What you have to do: Search the data below, and report every line in which "grass" occurs.

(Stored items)
%%

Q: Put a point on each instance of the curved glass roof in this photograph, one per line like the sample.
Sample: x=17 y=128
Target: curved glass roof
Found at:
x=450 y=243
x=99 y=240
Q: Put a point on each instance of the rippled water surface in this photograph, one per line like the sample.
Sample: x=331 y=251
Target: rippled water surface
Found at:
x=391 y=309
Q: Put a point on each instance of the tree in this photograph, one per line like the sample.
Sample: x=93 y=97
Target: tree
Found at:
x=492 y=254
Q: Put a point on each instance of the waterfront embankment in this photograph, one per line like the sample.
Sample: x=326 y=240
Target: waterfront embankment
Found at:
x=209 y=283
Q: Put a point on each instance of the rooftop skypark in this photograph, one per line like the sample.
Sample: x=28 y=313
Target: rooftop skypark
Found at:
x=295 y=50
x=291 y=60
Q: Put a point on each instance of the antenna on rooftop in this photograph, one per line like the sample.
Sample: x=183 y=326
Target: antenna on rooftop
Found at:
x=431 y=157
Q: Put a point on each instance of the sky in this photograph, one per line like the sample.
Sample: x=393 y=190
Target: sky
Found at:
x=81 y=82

%%
%%

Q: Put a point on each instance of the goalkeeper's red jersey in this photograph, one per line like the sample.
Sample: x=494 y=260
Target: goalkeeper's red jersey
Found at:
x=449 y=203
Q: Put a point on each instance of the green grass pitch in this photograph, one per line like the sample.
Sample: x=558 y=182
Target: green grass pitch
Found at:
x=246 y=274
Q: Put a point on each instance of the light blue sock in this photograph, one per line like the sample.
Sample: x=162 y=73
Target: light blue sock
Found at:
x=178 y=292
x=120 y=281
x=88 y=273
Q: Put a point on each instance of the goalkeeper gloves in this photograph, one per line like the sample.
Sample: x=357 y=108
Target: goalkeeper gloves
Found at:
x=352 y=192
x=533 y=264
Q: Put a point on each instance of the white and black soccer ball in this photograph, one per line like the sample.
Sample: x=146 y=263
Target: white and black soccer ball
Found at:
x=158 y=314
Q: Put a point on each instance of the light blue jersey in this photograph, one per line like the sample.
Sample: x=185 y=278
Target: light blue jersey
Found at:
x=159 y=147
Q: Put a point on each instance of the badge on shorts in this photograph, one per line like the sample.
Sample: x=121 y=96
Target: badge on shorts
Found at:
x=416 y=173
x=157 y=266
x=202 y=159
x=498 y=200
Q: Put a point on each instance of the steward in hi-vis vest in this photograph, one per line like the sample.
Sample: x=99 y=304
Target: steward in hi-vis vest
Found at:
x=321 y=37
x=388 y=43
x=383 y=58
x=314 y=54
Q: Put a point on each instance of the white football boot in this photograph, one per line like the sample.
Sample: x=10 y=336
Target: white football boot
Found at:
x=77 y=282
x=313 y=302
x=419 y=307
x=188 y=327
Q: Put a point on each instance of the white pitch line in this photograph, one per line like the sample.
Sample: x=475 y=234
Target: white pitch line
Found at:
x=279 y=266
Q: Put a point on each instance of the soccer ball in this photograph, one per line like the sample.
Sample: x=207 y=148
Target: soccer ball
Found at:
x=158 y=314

%%
%%

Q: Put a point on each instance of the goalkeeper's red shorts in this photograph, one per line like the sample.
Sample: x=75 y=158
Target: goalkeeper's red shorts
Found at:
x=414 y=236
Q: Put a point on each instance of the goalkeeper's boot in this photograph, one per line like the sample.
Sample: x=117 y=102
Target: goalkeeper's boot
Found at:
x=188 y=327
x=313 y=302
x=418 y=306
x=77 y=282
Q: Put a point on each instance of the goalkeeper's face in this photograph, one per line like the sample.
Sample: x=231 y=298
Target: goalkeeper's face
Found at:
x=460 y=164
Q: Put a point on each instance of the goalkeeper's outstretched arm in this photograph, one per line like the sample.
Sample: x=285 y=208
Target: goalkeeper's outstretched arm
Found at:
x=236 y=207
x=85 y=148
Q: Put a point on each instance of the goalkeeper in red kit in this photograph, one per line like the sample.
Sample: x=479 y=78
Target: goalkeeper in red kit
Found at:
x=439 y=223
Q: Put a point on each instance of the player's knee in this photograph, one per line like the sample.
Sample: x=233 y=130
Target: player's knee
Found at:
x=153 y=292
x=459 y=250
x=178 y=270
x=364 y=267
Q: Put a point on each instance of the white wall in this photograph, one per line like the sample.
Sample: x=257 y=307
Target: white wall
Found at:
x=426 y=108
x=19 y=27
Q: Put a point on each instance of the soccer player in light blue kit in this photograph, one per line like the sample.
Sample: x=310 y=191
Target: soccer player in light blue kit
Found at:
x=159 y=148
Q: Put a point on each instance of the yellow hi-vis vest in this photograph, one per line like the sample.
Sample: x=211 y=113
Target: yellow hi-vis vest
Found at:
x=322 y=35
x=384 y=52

%%

Completed task:
Q: Put a point on each instance of the green grass pitch in this photograph, one per line like the sample.
Target: green grass pitch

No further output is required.